▶ YOUR TASKS:
[1] Answer these questions using the contract excerpt below:
(a) Which sections does the survival provision list as remaining in effect after expiration or termination?
(b) What is the exception under which Bunge or its affiliates can be liable for damages from the services?
(c) What amount may the aggregate damages in any fiscal year not exceed?
[2] Please repeat the contract excerpt word for word, from "3.3            Survival.  The provisions" up to and including "of this Agreement.".

▶ ARTICLE:
# # # # #
3.3            Survival.  The provisions of this Agreement which expressly or by their nature survive expiration or termination of this Agreement, including, but not limited to, Sections 2.2, 2.3, 3, 4, 5, and 9-19 will remain in effect after the expiration or termination of this Agreement.
 
4.                   Limitation of Liability; General Disclaimer.  EXCEPT AS EXPRESSLY PROVIDED IN THIS AGREEMENT, BUNGE MAKES NO STATUTORY, WRITTEN, ORAL, EXPRESSED OR IMPLIED WARRANTIES, REPRESENTATIONS OR GUARANTEES OF ANY KIND CONCERNING THE SERVICES PROVIDED BY BUNGE OR ITS AFFILIATES UNDER THIS AGREEMENT.  NEITHER BUNGE NOR ITS AFFILIATES WILL BE LIABLE TO PRODUCER OR ANY OTHER PERSON OR ENTITY FOR DAMAGES ARISING OUT OF, RELATING TO OR RESULTING FROM SERVICES PROVIDED UNDER THIS AGREEMENT OR THE FAILURE TO PROVIDE SERVICES UNDER THIS AGREEMENT, EXCEPT TO THE EXTENT SUCH DAMAGES ARISE OUT OF OR RESULT FROM THE GROSS NEGLIGENCE OR WILLFUL MISCONDUCT OF BUNGE OR ITS AFFILIATES; PROVIDED, THAT THE AGGREGATE AMOUNT OF ALL SUCH DAMAGES UNDER THIS AGREEMENT IN ANY FISCAL YEAR WILL NOT EXCEED THE AMOUNT OF THE SERVICES FEES IN SUCH FISCAL YEAR.  THE REMUNERATION TO BE PAID FOR THE SERVICES TO BE PERFORMED REFLECTS THIS LIMITATION OF LIABILITY.  IN NO EVENT WILL BUNGE OR ANY OF ITS AFFILIATES BE LIABLE TO PRODUCER OR ANY OTHER PERSON OR ENTITY FOR ANY INDIRECT, SPECIAL OR CONSEQUENTIAL DAMAGES UNDER ANY CIRCUMSTANCES.
# # # # #
▶ PROVIDED MATERIAL:
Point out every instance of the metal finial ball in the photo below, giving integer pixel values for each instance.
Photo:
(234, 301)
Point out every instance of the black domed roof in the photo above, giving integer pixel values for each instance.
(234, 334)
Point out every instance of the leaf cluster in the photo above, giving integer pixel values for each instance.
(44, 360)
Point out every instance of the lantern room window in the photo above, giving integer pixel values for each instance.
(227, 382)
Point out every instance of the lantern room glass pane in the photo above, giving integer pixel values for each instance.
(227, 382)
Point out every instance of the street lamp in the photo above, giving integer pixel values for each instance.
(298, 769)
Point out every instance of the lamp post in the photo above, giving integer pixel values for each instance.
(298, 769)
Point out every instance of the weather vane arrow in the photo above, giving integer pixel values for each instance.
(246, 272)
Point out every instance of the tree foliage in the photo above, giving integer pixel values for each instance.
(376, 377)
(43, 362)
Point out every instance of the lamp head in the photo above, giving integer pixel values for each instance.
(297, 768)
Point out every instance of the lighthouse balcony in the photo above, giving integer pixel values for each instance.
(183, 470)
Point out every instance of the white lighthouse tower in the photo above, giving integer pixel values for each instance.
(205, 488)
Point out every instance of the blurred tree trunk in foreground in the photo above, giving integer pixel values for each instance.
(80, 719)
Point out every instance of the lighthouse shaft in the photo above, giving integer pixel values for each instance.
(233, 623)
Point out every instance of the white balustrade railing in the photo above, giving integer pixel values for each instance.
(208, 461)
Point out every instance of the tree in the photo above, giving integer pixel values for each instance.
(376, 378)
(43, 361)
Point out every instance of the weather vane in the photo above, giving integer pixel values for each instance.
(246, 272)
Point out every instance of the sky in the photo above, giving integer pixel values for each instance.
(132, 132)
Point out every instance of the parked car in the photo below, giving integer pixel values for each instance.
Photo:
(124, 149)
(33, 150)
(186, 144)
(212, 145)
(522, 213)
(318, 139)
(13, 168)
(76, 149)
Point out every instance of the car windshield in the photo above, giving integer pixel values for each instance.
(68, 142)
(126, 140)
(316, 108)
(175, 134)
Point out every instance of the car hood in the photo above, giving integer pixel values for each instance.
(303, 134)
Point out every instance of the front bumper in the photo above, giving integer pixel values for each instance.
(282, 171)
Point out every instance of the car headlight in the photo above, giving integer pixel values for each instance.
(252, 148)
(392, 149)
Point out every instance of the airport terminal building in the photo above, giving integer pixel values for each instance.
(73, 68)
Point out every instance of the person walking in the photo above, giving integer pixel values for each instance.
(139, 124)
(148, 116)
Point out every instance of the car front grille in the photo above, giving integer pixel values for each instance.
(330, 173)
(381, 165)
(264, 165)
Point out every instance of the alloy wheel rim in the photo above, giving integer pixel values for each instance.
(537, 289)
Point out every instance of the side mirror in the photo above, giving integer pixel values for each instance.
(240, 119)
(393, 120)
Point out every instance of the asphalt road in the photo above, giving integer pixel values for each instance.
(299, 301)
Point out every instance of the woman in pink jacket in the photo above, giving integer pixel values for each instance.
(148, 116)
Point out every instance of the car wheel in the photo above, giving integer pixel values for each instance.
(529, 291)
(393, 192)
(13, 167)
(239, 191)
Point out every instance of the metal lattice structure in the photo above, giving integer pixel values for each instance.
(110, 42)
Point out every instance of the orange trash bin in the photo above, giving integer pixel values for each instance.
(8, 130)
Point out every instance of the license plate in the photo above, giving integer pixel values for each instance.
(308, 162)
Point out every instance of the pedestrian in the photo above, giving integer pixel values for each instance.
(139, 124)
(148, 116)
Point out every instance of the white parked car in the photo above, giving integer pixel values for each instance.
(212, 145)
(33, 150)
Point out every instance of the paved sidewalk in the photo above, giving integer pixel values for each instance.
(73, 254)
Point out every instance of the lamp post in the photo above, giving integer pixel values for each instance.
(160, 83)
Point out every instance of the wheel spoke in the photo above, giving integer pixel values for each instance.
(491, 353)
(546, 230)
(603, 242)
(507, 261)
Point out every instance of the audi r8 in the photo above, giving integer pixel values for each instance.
# # # # #
▶ EXPECTED RESPONSES:
[1]
(a) Sections 2.2, 2.3, 3, 4, 5, and 9-19.
(b) Damages that arise out of or result from the gross negligence or willful misconduct of Bunge or its affiliates.
(c) The amount of the services fees in that fiscal year.

[2]
3.3            Survival.  The provisions of this Agreement which expressly or by their nature survive expiration or termination of this Agreement, including, but not limited to, Sections 2.2, 2.3, 3, 4, 5, and 9-19 will remain in effect after the expiration or termination of this Agreement.